§ **PROBLEM**
Copy out all the rows below, requests included but pictures left out, and shift every x and y coordinate in the answers up by 42. Keep the numbers inside the requests unchanged.

::::::

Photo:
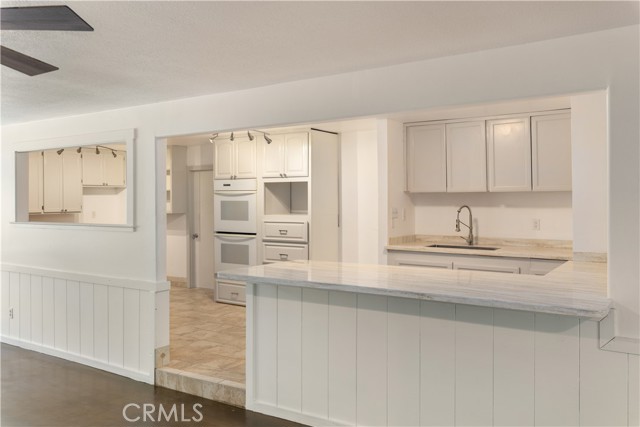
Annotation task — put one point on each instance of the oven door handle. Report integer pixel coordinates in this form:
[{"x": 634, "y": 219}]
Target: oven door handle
[
  {"x": 234, "y": 193},
  {"x": 234, "y": 237}
]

::::::

§ **EXERCISE SOLUTION**
Photo:
Annotation task — put one point on each instance of the oven door handle. Report integer pixel coordinates in this form:
[{"x": 634, "y": 219}]
Target: oven door handle
[
  {"x": 276, "y": 235},
  {"x": 276, "y": 279}
]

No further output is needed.